━━━ Supplied data ━━━

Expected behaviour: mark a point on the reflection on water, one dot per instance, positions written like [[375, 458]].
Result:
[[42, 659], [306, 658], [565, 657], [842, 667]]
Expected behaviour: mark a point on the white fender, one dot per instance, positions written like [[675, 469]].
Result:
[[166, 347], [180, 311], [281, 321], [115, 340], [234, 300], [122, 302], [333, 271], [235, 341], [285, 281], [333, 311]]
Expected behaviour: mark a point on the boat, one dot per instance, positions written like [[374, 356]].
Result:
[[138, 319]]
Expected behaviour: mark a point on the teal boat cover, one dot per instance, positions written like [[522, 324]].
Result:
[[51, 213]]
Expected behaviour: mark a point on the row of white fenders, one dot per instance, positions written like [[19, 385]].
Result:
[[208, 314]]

━━━

Set problem » Rewrite the part of the lines above that opens with the line containing "Expected behaviour: mark a point on the row" and closes with the last line as a numbered list, leaving out any blank lines.

Task solution »
1. Expected behaviour: mark a point on the row of white fenders, one dot per instance, positions written like [[19, 385]].
2. Result:
3. [[208, 314]]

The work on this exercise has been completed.